____ Extrait du texte

Actualités | publié le : 29.11.2011 | VIRGINIE LEBLANC

À la recherche d’économies tous azimuts, le gouvernement a lancé une offensive contre les abus des arrêts maladie. Médecins et syndicats dénoncent une suspicion généralisée à l’égard des salariés malades. D’autant que pour eux, les chiffres mis en avant par les pouvoirs publics sont contestables, ou reflètent une réelle souffrance au travail.

Le gouvernement, après avoir envisagé de modifier le calcul des indemnités journalières puis d’instaurer un quatrième jour de carence dans le privé, a été contraint de reculer sur ces deux mesures, considérées comme injustes.

Un groupe de travail, réuni autour de Pierre Méhaignerie, président de la commission des affaires sociales de l’Assemblée nationale, planche sur une solution de substitution afin de réaliser l’économie de 200 millions d’euros escomptée par le gouvernement. C’est à condition qu’une autre mesure soit trouvée que l’allongement du délai de carence dans le privé sera abandonné.

Tendance à la hausse

Les indemnités journalières maladie représentent 6,6 milliards d’euros en 2010, en augmentation de 3,9 %, après 5,1 % en 2009, « un rythme élevé et difficilement justifiable », selon le gouvernement. Sur un plus long terme, le taux d’évolution des IJ maladie avait régressé entre 2004 et 2006, après avoir fortement augmenté en 2002 (13,3 %) et 2003 (5,6 %). Depuis 2006, la tendance est à la hausse. Pourtant, selon la Cnam, en 2010, 6,7 millions d’arrêts de travail ont été prescrits, revenant au même niveau que 2008, après une hausse à 7,1 millions en 2009. En tout état de cause, la lutte contre les arrêts de travail injustifiés est devenue une priorité de l’assurance maladie : en 2010, les contrôles ont progressé de 50 % par rapport à 2007, pour atteindre 2,34 millions d’arrêts de travail contrôlés, dont 240 000 arrêts de courte durée, réalisés lorsque des arrêts sont répétés sur les douze derniers mois. Selon la Cnam, 398 millions d’euros d’économies directes ont été réalisées grâce à l’arrêt du versement des indemnités journalières.

________
____ Lignes extraites

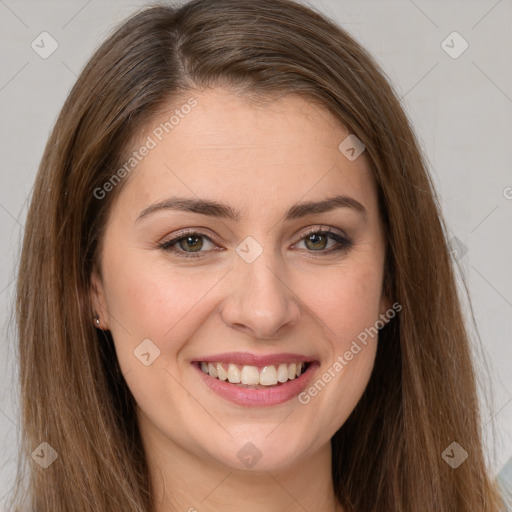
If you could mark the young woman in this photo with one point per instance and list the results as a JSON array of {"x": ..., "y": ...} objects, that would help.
[{"x": 235, "y": 291}]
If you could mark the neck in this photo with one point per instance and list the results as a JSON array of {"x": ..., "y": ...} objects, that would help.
[{"x": 183, "y": 481}]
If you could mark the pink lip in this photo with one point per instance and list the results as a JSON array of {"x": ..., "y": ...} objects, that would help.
[
  {"x": 248, "y": 397},
  {"x": 246, "y": 358}
]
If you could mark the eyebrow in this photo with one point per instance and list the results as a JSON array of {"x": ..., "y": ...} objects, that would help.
[{"x": 224, "y": 211}]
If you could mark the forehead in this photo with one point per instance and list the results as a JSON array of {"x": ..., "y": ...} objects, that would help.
[{"x": 230, "y": 146}]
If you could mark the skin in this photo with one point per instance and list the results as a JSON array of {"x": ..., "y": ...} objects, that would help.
[{"x": 261, "y": 160}]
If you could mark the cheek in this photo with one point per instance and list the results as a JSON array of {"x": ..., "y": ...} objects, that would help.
[
  {"x": 347, "y": 301},
  {"x": 149, "y": 298}
]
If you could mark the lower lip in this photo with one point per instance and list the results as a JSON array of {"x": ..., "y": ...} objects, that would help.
[{"x": 259, "y": 397}]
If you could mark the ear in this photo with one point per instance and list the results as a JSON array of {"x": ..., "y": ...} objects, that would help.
[
  {"x": 98, "y": 300},
  {"x": 385, "y": 302}
]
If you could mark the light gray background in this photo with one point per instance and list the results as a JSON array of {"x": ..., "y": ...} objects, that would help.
[{"x": 461, "y": 110}]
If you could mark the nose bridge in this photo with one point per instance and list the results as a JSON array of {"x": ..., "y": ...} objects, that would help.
[{"x": 260, "y": 300}]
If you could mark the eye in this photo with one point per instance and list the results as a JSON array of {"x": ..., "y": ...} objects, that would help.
[
  {"x": 190, "y": 244},
  {"x": 317, "y": 240},
  {"x": 191, "y": 240}
]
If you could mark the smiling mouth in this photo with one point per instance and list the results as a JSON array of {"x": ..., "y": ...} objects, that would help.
[{"x": 254, "y": 377}]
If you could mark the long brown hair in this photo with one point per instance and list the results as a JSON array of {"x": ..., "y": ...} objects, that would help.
[{"x": 422, "y": 393}]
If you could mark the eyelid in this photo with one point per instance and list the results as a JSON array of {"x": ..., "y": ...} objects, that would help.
[{"x": 341, "y": 239}]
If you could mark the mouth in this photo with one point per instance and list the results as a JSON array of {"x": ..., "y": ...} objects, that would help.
[
  {"x": 256, "y": 386},
  {"x": 254, "y": 377}
]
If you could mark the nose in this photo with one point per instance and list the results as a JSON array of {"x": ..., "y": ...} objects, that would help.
[{"x": 260, "y": 303}]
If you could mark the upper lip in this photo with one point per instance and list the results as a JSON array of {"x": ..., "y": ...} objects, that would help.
[{"x": 246, "y": 358}]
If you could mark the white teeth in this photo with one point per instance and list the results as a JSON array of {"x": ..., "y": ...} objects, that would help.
[
  {"x": 233, "y": 374},
  {"x": 221, "y": 373},
  {"x": 282, "y": 372},
  {"x": 250, "y": 375},
  {"x": 212, "y": 370},
  {"x": 268, "y": 376}
]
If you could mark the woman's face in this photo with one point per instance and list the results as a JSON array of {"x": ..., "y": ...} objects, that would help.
[{"x": 248, "y": 279}]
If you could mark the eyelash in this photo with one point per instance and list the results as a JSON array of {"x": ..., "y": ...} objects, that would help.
[{"x": 344, "y": 243}]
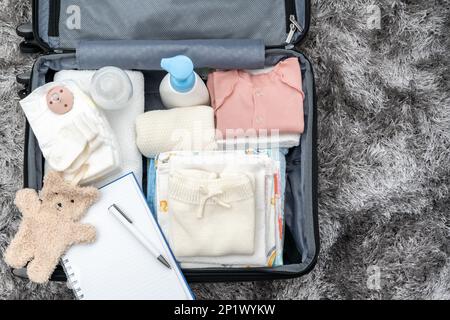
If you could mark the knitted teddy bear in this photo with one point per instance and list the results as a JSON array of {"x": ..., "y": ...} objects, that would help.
[{"x": 49, "y": 225}]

________

• Consignes:
1) Recopiez l'article sur les arrêts maladie depuis « Actualités | publié » jusqu'à « souffrance au travail. » inclus.
2) D'après l'article sur les arrêts maladie, pourquoi le gouvernement a-t-il dû reculer sur la modification du calcul des indemnités journalières et sur le quatrième jour de carence dans le privé ? Répondez en une à trois phrases.
Les lignes ci-dessus n'ont aucun lien avec l'article sur les arrêts maladie.

• Corrigé:
1)
Actualités | publié le : 29.11.2011 | VIRGINIE LEBLANC

À la recherche d’économies tous azimuts, le gouvernement a lancé une offensive contre les abus des arrêts maladie. Médecins et syndicats dénoncent une suspicion généralisée à l’égard des salariés malades. D’autant que pour eux, les chiffres mis en avant par les pouvoirs publics sont contestables, ou reflètent une réelle souffrance au travail.

2) Le gouvernement a dû reculer parce que ces deux mesures étaient considérées comme injustes.